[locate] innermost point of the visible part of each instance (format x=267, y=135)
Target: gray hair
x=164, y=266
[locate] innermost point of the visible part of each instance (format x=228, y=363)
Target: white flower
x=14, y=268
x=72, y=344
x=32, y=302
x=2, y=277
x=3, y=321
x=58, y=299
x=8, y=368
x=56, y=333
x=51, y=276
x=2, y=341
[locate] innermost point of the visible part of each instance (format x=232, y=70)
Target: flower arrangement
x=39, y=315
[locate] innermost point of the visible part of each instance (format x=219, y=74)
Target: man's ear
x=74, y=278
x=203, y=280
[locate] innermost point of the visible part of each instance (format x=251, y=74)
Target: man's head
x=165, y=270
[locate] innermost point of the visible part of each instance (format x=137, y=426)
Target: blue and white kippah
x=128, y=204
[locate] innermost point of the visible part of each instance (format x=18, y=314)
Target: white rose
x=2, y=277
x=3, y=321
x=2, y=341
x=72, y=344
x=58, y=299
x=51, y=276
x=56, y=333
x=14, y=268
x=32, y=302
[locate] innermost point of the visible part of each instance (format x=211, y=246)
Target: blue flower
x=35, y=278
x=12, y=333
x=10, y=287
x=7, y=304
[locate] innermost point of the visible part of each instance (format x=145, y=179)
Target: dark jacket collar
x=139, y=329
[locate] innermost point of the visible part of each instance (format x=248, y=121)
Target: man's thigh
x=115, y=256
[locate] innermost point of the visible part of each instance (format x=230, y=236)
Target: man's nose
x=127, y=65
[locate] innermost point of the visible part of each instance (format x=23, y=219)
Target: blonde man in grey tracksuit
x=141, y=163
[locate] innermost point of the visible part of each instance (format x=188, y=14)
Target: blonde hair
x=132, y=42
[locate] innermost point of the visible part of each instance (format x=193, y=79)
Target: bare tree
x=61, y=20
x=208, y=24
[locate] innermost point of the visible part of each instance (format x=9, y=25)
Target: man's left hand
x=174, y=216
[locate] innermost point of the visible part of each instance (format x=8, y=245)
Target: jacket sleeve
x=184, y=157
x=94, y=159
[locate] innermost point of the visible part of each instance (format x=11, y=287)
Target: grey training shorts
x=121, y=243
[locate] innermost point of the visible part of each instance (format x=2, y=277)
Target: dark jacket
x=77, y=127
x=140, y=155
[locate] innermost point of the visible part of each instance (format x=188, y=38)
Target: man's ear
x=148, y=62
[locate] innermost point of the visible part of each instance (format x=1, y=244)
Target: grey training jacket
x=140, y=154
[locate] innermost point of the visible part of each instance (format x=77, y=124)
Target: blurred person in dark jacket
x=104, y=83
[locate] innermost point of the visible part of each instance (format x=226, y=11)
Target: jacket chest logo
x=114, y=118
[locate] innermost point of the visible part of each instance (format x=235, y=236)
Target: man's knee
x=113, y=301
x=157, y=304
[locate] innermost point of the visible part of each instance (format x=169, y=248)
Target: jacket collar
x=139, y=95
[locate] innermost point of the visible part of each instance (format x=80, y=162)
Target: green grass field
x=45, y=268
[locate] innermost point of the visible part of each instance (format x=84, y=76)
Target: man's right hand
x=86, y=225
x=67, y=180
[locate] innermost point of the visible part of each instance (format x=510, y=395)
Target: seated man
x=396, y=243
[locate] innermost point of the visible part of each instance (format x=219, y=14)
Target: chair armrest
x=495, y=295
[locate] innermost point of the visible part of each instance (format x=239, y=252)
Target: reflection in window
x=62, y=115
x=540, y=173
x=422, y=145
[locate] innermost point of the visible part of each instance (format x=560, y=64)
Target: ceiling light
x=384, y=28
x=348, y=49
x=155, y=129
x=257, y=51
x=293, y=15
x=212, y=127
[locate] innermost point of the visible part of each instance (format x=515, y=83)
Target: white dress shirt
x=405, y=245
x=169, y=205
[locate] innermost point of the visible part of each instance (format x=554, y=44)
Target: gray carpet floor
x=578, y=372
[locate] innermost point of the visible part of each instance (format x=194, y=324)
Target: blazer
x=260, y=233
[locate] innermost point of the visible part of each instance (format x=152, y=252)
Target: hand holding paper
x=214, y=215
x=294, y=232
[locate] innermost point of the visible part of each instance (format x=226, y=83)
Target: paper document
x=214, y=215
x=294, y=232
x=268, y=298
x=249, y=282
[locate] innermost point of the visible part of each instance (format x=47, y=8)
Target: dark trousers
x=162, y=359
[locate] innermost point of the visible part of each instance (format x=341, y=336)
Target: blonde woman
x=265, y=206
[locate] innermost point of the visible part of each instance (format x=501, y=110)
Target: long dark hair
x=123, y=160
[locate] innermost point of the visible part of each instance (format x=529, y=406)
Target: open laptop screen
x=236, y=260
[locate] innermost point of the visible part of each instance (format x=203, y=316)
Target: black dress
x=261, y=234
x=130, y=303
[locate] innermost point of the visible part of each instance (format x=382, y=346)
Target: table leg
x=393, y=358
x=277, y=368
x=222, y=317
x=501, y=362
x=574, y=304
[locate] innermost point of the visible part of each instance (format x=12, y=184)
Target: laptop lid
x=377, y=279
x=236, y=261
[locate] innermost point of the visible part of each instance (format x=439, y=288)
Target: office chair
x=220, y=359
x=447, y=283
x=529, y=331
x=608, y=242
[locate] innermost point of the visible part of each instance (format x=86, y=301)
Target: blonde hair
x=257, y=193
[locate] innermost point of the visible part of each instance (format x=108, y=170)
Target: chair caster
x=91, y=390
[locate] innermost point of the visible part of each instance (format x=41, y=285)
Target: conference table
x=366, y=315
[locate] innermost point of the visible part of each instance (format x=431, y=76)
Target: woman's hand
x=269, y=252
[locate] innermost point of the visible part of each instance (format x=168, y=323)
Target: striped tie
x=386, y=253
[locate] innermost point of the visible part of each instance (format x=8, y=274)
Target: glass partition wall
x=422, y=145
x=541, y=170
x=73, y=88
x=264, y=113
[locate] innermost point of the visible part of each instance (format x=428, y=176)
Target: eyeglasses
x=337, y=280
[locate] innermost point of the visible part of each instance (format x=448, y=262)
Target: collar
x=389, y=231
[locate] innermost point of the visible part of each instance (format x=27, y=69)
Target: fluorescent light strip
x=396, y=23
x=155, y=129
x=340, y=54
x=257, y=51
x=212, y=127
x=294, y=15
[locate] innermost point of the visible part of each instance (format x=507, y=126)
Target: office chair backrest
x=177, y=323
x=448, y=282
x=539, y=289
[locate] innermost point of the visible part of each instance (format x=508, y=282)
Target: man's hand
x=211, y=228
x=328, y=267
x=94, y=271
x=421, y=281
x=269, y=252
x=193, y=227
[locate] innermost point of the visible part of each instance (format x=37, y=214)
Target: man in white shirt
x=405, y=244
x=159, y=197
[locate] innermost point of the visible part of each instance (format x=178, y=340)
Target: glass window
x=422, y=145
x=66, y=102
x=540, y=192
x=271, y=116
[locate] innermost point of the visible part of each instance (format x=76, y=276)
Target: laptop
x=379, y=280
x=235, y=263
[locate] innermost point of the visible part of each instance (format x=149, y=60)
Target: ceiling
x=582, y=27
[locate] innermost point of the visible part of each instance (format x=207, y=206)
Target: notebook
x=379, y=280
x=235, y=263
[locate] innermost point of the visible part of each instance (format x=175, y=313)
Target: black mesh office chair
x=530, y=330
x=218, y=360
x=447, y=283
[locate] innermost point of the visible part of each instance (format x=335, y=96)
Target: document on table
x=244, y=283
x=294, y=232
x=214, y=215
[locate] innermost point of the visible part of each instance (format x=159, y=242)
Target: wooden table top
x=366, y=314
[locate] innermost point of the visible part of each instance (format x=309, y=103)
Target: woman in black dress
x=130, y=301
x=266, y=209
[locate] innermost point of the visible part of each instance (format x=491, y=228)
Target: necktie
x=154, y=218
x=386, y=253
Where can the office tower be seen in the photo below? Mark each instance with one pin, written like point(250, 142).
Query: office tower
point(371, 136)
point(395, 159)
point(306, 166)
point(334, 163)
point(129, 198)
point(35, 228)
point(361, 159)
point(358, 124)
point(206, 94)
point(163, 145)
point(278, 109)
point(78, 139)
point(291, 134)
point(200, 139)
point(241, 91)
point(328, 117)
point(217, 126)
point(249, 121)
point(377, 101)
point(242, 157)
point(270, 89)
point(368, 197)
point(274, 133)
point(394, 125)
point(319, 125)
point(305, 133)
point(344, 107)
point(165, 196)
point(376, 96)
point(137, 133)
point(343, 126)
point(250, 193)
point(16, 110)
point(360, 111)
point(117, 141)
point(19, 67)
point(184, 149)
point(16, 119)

****************

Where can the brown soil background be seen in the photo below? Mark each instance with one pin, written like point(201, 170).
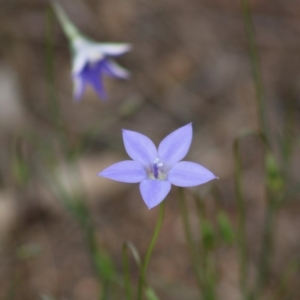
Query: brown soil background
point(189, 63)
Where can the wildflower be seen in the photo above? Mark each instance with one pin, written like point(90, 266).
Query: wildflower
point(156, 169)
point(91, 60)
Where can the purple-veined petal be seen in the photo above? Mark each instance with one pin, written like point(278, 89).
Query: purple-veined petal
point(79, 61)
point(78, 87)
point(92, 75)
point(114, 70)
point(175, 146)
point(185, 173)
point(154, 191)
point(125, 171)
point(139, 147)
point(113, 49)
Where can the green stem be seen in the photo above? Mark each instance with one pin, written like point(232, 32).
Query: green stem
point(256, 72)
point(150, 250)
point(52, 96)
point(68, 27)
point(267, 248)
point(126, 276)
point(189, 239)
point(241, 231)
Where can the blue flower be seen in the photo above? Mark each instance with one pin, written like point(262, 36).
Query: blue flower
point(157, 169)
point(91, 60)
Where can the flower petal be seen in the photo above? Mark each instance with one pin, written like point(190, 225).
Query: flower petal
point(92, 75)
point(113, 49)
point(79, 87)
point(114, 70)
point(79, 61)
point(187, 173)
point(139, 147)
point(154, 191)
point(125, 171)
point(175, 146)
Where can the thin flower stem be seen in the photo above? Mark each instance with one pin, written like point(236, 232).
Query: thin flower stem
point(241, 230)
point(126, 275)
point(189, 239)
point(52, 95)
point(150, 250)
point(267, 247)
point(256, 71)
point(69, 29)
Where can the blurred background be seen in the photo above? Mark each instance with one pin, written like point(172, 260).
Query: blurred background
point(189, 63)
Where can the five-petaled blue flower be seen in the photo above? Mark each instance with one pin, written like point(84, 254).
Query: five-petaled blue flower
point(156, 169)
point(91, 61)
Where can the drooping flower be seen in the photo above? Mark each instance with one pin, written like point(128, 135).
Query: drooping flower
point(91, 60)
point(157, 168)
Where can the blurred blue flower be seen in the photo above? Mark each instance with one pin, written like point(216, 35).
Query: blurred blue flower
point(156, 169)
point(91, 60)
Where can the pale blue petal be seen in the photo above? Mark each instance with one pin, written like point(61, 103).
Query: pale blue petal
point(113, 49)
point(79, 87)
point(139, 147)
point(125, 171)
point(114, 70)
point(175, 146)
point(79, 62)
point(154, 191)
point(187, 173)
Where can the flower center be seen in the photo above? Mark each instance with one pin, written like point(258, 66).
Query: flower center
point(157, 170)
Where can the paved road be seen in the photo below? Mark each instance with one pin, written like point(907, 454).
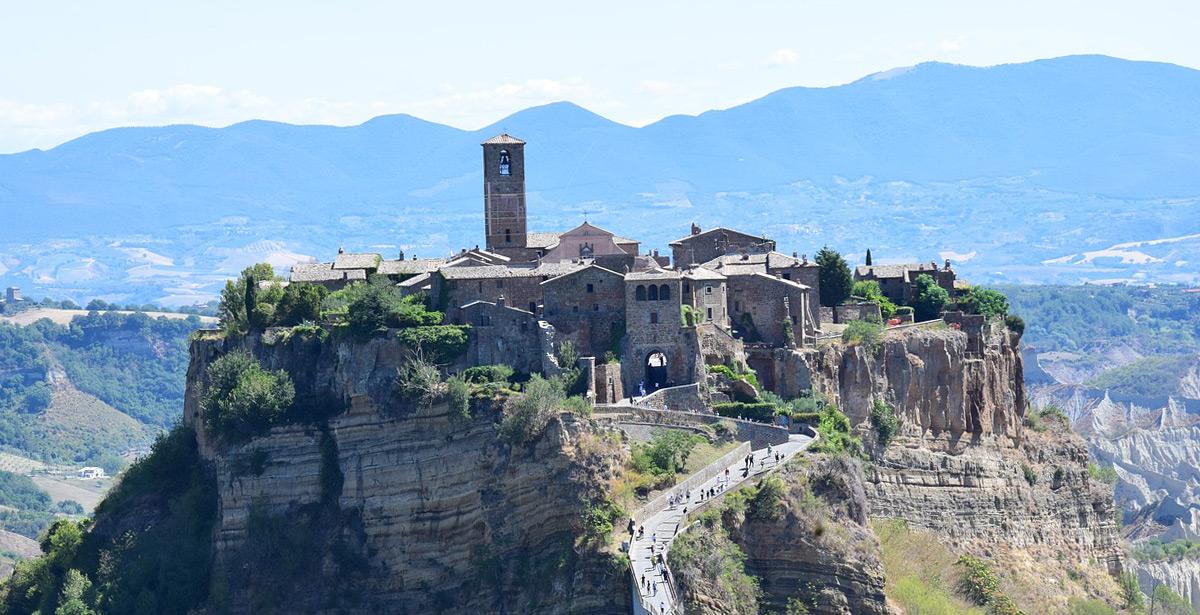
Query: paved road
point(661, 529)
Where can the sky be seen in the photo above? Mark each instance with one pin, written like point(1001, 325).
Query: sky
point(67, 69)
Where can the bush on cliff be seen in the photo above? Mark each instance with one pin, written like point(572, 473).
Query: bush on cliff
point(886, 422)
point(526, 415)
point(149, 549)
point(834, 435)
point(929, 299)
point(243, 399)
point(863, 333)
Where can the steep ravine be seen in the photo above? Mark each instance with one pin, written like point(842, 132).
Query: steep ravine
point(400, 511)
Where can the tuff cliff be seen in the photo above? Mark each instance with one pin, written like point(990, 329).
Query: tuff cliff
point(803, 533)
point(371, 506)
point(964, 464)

****************

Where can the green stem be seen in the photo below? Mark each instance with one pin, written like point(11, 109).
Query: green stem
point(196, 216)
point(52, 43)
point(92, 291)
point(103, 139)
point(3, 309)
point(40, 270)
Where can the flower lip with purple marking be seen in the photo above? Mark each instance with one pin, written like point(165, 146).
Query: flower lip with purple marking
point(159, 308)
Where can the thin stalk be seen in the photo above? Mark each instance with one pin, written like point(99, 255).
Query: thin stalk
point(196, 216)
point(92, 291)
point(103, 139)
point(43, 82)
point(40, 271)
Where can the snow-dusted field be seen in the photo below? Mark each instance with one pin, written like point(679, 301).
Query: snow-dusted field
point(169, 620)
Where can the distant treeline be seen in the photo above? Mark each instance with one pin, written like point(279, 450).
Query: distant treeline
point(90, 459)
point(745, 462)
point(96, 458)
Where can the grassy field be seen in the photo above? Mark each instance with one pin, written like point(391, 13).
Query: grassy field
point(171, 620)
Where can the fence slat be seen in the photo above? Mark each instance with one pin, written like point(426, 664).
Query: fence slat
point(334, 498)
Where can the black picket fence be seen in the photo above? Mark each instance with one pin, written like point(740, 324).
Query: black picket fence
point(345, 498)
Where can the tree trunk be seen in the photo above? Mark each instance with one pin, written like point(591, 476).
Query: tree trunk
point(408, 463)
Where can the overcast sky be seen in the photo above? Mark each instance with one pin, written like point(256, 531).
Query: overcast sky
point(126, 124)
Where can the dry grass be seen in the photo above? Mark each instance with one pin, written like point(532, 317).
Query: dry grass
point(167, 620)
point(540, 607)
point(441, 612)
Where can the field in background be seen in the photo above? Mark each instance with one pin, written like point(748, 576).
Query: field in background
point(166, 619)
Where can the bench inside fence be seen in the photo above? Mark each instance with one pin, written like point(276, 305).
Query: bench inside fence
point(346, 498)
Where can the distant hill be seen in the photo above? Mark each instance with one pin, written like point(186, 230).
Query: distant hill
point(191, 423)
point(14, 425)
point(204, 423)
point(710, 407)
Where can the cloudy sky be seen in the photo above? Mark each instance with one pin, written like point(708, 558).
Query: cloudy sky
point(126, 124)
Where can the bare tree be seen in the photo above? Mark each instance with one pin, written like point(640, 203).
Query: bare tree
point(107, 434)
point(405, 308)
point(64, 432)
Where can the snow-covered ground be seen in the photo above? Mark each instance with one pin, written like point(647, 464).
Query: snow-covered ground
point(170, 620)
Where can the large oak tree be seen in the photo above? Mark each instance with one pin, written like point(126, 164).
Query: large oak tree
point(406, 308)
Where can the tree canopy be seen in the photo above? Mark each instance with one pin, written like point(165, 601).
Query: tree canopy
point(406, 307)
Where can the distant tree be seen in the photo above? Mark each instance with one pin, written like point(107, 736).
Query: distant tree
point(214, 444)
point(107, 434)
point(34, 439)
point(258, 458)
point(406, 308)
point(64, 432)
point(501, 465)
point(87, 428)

****************

## Brief
Send back exactly the lines of the listing above starting at the one with "(format x=145, y=179)" and ending at the one with "(format x=9, y=25)", inclusive, and no others.

## Task answer
[locate] innermost point of the visible part of each instance (format x=145, y=179)
Target: dark jacket collar
x=139, y=329
[locate] innermost point of the visible part of each instance (format x=248, y=121)
Target: man's thigh
x=115, y=256
[locate] innermost point of the visible part of each instance (format x=230, y=236)
Target: man's nose
x=127, y=65
[locate] innermost point of the visible part of each instance (format x=23, y=219)
Target: blonde man in grey tracksuit
x=141, y=163
[locate] innermost point of the visible part of each instance (format x=188, y=14)
Target: blonde hair
x=132, y=42
[locate] innermost point of the visible part of each instance (format x=193, y=79)
Target: bare tree
x=61, y=20
x=208, y=24
[locate] innermost point of the visible part of each instance (format x=9, y=25)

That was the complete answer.